* _Object point labels_:
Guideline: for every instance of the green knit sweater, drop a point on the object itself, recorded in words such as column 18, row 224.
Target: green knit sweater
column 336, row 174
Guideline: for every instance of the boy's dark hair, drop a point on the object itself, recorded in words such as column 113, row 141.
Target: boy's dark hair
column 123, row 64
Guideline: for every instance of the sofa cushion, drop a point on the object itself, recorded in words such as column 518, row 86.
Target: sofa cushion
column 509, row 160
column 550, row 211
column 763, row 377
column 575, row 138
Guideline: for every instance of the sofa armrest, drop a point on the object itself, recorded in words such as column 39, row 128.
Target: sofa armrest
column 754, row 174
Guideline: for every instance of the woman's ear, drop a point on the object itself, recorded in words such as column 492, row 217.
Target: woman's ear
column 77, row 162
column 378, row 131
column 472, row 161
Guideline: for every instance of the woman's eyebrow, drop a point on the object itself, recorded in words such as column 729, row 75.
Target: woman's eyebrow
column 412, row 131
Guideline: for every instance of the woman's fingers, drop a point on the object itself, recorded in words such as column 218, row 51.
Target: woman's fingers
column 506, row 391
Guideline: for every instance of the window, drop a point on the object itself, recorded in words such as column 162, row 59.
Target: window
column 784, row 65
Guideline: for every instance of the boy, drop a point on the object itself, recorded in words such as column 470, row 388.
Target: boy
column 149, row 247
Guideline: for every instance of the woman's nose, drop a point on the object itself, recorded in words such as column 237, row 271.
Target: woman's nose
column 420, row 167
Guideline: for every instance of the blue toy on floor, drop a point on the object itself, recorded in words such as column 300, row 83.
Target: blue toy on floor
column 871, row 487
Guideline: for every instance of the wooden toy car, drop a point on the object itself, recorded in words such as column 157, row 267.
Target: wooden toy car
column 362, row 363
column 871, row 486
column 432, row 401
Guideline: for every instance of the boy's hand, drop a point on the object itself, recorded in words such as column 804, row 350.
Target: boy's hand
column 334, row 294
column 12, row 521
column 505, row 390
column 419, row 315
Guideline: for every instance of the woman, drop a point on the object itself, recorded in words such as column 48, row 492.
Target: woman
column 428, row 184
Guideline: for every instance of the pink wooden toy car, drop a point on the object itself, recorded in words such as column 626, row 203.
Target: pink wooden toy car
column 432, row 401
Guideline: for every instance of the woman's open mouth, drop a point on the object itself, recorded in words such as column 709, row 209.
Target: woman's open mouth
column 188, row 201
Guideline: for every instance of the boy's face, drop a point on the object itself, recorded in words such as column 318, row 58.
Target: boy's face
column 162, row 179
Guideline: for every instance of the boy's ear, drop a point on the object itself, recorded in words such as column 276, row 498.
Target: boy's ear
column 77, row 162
* * *
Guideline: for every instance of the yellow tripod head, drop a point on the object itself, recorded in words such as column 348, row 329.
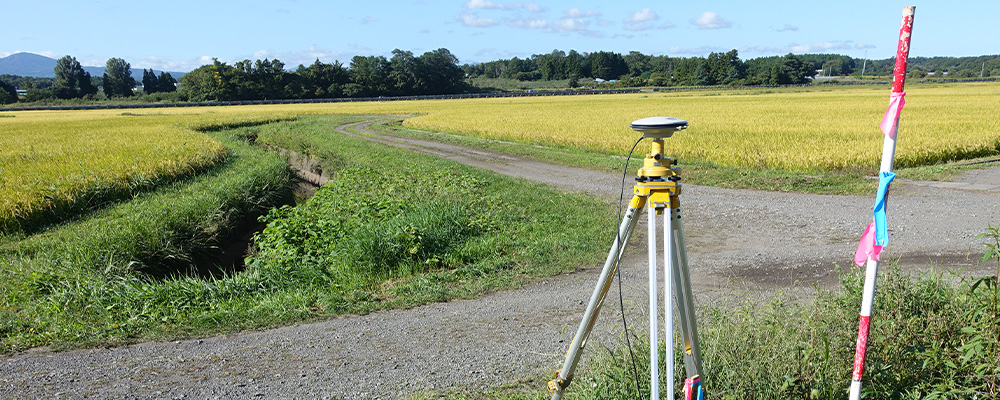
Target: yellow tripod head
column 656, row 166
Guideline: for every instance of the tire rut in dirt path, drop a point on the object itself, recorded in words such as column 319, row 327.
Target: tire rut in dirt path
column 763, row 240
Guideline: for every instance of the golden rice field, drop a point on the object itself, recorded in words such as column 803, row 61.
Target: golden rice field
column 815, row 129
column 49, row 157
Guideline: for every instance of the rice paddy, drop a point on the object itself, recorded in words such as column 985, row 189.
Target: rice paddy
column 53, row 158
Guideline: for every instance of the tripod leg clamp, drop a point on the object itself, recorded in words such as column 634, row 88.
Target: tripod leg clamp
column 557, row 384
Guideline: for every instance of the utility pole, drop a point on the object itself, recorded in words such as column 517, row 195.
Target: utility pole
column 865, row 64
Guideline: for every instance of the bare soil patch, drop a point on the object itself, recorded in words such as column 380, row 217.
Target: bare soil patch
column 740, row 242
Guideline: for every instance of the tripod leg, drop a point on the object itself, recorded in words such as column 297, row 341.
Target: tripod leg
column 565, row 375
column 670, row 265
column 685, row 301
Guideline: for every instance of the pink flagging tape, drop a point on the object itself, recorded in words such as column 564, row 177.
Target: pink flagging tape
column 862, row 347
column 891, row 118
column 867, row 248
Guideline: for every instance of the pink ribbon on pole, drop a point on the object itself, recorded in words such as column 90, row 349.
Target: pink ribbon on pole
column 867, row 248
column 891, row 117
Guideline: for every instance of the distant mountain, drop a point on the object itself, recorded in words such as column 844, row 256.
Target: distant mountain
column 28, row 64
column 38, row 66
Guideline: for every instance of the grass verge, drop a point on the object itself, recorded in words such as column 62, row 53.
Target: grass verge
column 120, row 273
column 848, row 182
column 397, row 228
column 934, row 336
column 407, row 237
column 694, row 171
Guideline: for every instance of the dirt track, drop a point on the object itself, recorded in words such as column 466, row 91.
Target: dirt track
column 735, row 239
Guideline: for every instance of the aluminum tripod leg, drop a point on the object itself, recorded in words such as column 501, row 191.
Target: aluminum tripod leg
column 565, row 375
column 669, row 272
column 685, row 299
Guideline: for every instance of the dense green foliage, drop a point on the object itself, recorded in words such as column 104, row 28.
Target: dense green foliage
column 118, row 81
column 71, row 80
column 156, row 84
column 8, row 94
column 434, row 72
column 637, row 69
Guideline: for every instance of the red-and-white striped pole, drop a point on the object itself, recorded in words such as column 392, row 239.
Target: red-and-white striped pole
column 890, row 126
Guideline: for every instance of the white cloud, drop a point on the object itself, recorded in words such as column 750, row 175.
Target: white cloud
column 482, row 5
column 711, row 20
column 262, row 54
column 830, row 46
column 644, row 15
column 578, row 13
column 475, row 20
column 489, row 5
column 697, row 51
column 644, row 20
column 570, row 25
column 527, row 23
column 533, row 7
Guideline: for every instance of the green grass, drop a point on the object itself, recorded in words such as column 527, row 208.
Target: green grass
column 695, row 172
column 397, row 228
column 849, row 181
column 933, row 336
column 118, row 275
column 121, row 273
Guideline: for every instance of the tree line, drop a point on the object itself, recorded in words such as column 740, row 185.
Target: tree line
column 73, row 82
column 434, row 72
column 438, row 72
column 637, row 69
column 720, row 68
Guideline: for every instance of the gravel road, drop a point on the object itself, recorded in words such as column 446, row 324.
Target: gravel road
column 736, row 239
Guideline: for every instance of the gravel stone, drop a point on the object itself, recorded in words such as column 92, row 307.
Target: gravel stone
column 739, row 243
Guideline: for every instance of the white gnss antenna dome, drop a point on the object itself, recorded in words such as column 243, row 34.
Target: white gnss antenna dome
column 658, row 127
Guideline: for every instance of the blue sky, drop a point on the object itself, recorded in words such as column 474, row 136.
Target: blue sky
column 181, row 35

* _YOUR TASK_: Pick out every line of the items above that contains the word "white", and copy each one in full.

* _TASK ANSWER_:
Guideline: for every instance of the red-and-white striped pole, drop a point on the object itself, recorded in words such as column 392, row 239.
Target: red-and-white striped pole
Guideline: for every instance of the white cloud, drop a point on the object itself, recorded in words such as column 750, row 175.
Target: white cloud
Guideline: for every instance of the white gnss antenna dome, drop a point on the object itself, recorded in words such as column 243, row 34.
Target: white gnss antenna dome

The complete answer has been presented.